Repeat exactly the lines running from the first line of the data to the line containing "box: [7, 56, 901, 170]", both ends included, and nothing else; drop the pictures.

Dataset excerpts: Begin

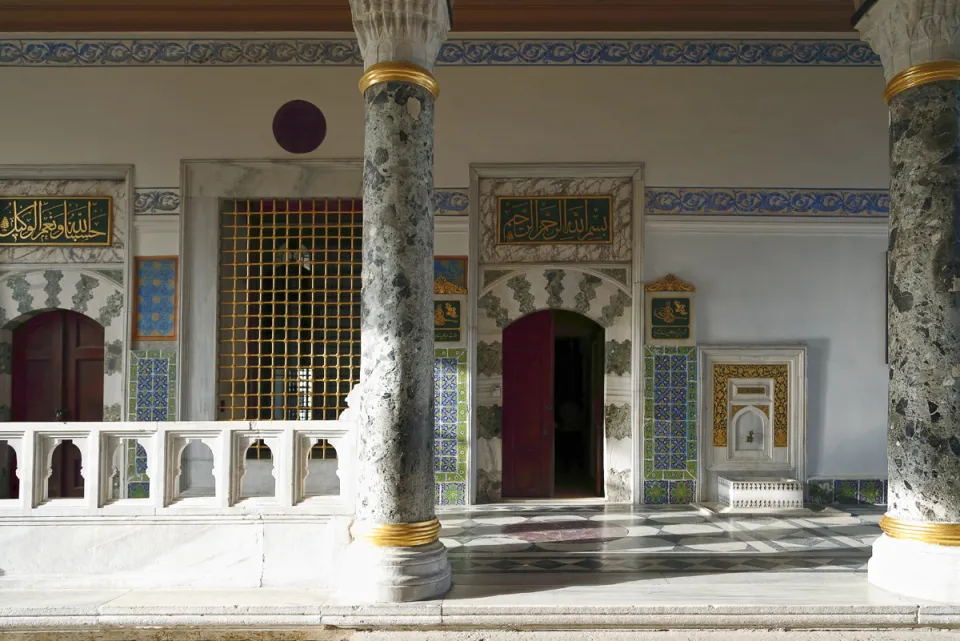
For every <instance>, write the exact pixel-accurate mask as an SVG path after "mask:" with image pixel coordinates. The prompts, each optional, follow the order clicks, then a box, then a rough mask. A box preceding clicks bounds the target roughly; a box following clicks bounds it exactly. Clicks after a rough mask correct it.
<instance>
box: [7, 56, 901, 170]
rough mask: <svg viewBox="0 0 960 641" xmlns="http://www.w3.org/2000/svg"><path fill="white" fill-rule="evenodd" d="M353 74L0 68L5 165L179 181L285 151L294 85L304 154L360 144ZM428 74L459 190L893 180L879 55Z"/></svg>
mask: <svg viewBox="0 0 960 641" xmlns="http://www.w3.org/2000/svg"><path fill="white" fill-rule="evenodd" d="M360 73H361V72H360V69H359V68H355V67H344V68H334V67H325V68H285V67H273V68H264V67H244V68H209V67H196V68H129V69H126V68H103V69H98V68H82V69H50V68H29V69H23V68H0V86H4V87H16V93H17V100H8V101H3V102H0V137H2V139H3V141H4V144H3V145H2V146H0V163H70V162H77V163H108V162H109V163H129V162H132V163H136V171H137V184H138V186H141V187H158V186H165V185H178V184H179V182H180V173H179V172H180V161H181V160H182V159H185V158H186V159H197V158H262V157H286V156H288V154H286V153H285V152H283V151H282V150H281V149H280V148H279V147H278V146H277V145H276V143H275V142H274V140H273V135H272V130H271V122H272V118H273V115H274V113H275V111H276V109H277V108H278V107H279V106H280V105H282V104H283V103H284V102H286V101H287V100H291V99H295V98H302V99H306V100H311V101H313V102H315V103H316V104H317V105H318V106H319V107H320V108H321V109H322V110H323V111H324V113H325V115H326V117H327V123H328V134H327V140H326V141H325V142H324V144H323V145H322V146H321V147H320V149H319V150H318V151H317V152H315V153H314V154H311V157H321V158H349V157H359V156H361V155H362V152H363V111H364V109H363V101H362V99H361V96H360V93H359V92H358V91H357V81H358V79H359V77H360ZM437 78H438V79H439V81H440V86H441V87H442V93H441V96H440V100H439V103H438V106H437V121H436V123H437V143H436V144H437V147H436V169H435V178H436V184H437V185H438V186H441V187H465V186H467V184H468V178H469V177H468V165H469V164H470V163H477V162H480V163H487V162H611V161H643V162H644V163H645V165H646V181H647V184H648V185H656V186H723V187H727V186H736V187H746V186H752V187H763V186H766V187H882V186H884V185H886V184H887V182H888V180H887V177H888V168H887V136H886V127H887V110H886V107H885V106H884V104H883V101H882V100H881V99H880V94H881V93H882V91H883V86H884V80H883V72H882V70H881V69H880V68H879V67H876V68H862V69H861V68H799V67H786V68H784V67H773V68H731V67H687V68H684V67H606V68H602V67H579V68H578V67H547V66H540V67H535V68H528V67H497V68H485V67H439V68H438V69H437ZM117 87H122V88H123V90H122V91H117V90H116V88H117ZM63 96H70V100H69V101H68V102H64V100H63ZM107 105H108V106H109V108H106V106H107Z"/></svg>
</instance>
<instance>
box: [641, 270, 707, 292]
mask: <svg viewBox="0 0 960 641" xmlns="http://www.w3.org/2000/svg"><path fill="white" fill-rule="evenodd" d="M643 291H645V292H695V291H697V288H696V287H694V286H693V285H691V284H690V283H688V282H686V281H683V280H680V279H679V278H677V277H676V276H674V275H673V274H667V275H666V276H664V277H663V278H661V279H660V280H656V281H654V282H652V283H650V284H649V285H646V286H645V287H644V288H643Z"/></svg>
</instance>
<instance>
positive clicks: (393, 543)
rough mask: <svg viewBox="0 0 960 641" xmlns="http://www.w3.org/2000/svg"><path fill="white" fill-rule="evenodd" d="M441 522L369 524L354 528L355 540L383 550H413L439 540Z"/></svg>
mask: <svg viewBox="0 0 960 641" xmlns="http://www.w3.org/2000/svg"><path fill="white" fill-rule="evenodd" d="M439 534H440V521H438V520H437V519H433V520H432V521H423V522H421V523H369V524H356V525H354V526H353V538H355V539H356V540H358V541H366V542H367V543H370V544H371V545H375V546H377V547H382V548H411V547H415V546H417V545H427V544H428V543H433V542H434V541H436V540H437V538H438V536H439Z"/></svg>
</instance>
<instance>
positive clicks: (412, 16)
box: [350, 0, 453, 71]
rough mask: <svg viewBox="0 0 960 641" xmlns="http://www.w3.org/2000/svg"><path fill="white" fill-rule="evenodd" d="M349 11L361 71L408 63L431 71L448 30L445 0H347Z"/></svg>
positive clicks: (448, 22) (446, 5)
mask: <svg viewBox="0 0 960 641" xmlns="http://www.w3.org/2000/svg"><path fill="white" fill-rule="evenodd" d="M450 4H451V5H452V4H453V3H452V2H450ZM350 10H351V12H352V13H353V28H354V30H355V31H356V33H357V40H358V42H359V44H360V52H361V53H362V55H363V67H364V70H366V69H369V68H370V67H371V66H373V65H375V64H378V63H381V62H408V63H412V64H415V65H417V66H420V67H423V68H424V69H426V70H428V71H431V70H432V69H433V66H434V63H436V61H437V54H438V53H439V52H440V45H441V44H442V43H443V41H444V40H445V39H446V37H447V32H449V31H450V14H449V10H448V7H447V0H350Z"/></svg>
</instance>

Dataset excerpts: End

-- Answer to the problem --
For every <instance>, write the exact pixel-accurate mask as an SVG path after "mask:" with image pixel coordinates. The prompts, each optional, follow the order clicks, then a box, then a rough mask. A box preceding clicks bounds the target roughly; a box following clicks bounds it exactly. Clicks after a rough mask correct it.
<instance>
box: [7, 56, 901, 170]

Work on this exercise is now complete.